Give the total number of lines in the data below that include "long", and nothing else.

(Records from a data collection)
BEGIN

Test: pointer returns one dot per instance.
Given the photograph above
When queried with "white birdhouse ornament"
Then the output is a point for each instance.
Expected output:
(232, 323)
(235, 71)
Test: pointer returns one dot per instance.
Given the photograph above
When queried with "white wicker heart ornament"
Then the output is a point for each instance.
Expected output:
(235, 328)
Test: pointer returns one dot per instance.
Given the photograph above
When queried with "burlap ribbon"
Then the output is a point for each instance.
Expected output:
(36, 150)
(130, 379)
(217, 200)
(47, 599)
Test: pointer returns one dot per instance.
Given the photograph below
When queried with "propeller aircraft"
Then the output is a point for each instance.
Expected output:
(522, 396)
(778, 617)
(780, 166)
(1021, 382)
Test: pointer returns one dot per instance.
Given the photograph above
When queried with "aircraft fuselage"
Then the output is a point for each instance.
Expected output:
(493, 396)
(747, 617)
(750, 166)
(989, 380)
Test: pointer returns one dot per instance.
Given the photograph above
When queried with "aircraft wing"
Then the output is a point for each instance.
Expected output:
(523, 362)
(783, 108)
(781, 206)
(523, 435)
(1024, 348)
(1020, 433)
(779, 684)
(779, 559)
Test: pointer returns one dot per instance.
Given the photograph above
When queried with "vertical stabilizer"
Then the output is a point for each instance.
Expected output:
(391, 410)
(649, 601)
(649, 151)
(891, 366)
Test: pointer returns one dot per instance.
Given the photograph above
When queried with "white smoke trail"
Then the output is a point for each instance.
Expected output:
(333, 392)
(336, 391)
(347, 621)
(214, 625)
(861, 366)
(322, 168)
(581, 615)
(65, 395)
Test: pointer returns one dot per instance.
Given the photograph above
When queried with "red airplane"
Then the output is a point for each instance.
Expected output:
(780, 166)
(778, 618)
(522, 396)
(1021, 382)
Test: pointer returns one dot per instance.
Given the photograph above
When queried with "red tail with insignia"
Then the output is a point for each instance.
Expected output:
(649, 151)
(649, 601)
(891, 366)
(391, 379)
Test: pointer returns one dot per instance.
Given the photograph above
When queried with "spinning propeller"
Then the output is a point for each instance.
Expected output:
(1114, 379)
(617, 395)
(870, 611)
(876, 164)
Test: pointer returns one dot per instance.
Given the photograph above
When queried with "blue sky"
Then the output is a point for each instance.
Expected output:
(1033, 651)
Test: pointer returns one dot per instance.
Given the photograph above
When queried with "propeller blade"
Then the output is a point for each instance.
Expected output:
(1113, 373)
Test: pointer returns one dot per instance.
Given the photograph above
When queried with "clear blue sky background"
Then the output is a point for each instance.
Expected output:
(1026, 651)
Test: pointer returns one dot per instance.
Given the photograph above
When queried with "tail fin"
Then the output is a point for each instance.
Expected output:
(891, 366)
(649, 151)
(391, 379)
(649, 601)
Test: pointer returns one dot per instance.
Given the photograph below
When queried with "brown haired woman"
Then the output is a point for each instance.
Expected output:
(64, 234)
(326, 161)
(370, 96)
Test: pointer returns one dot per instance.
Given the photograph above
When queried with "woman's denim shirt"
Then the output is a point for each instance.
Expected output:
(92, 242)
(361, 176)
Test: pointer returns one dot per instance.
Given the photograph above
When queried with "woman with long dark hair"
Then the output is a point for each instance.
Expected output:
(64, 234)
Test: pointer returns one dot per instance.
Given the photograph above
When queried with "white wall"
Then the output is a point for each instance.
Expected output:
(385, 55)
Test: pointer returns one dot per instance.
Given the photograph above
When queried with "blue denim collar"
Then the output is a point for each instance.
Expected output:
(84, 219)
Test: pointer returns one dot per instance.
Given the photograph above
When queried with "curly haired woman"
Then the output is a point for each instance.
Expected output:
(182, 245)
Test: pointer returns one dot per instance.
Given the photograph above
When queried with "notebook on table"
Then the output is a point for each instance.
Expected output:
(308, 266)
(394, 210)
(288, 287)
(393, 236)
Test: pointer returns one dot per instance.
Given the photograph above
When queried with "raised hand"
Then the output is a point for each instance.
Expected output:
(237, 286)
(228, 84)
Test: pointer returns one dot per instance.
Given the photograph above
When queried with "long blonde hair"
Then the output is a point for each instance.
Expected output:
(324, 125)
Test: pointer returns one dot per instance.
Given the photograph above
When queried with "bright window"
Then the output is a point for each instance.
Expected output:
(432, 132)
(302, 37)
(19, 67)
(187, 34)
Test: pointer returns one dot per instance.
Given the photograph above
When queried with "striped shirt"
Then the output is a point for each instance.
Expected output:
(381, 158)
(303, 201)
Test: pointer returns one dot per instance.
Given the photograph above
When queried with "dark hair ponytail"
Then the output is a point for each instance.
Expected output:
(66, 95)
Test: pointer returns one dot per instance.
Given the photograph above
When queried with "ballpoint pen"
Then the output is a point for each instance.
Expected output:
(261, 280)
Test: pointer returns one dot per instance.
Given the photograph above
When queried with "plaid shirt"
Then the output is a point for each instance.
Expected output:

END

TASK OUTPUT:
2